BEGIN DATA FOR REVIEW
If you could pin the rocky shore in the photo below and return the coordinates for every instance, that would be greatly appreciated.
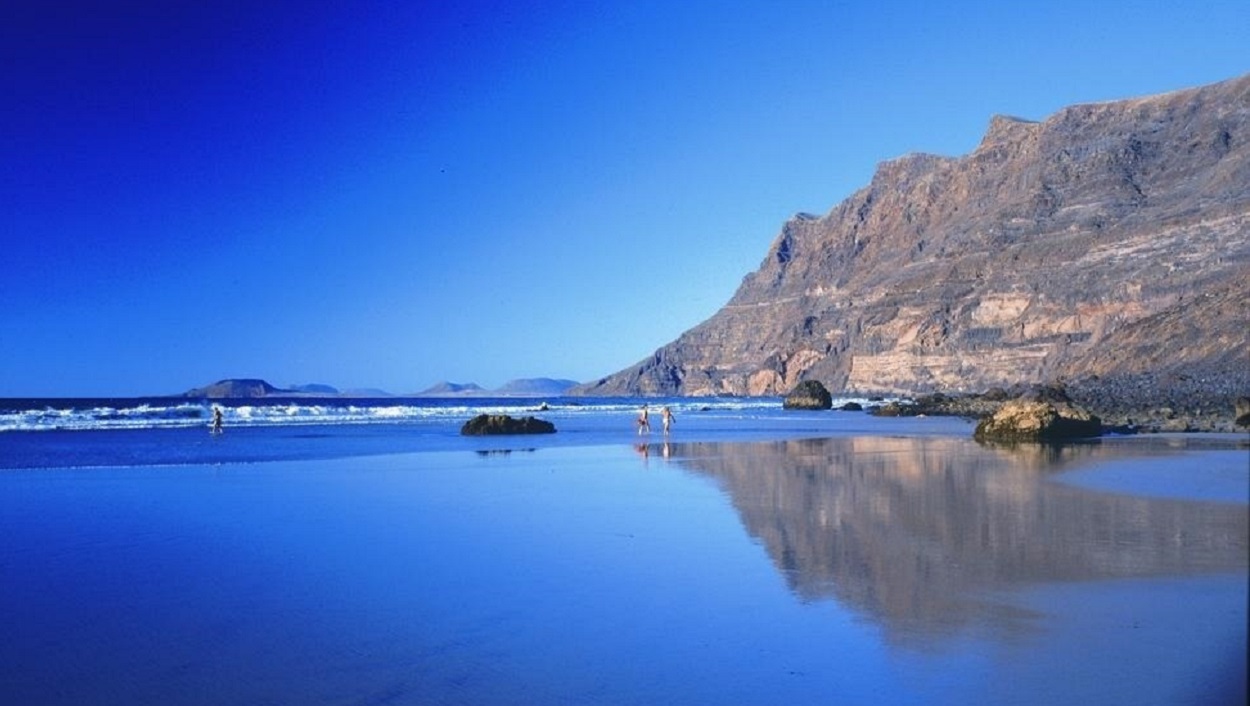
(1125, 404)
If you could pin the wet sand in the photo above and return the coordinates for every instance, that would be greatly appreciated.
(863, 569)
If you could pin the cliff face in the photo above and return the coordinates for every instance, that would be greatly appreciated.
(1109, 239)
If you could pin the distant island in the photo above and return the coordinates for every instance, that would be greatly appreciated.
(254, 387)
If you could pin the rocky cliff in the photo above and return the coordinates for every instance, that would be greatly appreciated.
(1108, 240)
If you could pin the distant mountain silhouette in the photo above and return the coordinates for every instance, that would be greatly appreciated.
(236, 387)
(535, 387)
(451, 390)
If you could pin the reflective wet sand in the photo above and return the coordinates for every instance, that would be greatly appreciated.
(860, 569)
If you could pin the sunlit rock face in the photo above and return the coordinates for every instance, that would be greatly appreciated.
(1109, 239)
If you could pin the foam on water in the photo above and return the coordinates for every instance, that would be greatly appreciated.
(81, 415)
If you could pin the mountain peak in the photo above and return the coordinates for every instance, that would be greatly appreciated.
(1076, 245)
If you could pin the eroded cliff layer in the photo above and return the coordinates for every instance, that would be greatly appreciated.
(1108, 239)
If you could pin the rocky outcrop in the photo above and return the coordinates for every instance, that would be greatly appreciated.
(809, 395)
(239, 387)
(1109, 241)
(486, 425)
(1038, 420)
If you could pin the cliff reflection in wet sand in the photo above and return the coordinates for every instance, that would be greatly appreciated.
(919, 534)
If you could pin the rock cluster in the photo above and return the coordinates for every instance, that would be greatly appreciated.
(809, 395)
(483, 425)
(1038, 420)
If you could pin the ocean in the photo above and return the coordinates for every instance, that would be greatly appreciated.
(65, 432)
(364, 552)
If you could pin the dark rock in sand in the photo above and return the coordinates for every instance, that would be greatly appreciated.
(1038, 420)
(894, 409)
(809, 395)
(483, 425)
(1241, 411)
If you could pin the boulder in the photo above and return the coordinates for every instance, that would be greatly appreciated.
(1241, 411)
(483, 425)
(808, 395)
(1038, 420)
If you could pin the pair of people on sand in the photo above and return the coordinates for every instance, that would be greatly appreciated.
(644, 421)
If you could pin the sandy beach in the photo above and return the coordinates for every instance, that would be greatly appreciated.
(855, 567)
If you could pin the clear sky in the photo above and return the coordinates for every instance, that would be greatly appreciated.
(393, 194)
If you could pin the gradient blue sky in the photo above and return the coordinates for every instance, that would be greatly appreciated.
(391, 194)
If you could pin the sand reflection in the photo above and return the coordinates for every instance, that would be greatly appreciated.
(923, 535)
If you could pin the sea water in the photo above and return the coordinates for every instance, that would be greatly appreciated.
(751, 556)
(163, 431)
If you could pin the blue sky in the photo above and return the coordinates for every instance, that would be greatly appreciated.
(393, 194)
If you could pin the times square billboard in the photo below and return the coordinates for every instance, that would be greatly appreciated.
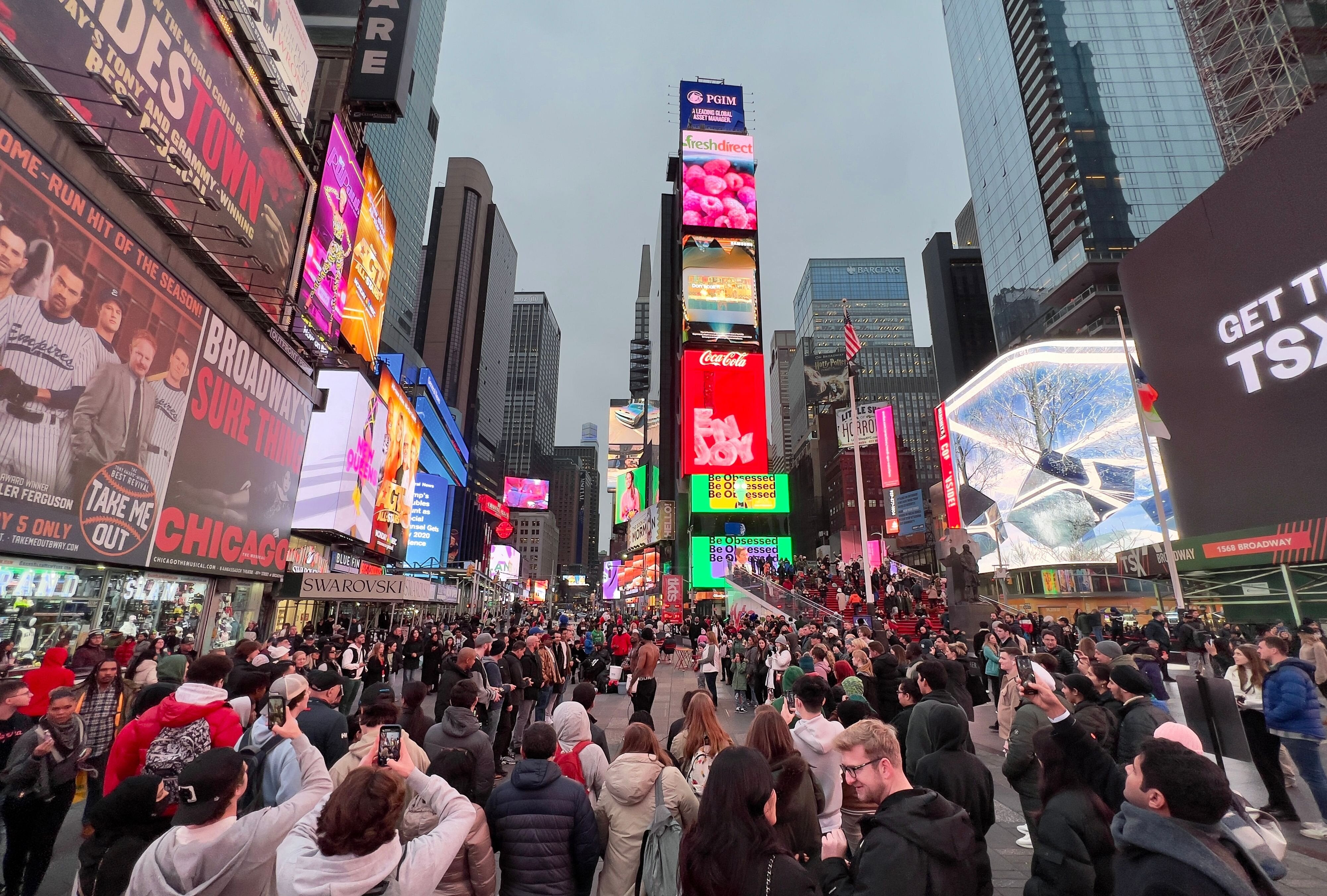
END DATA FOR REVIEW
ABOUT THIS EXERCISE
What is needed is an exact copy of the lines from the line with "If you could pin the clear" to the end of the data above, both included, without any pictures.

SOLUTION TO THIS TASK
If you could pin the clear sky in the photo above and return the coordinates for every instance, that would be greatly appreciated.
(393, 194)
If you could pin the gradient blue sky in the photo above and return the coordinates for every instance, that would be greatly appreciated.
(391, 194)
If you could pin the sand reflection in the photo above and return the coordinates for every instance, that would be greatly appreciated.
(923, 535)
If you could pin the sea water in the photo above and return the coordinates for every instance, that would be greatly appreciated.
(751, 556)
(163, 431)
If you could pin the blue sky in the photo above and return the coordinates for every instance, that would be greatly appreciated.
(393, 194)
If you could pin the times square billboard in the photo below and return the coordinates for every instance, that would be greatly appreciated.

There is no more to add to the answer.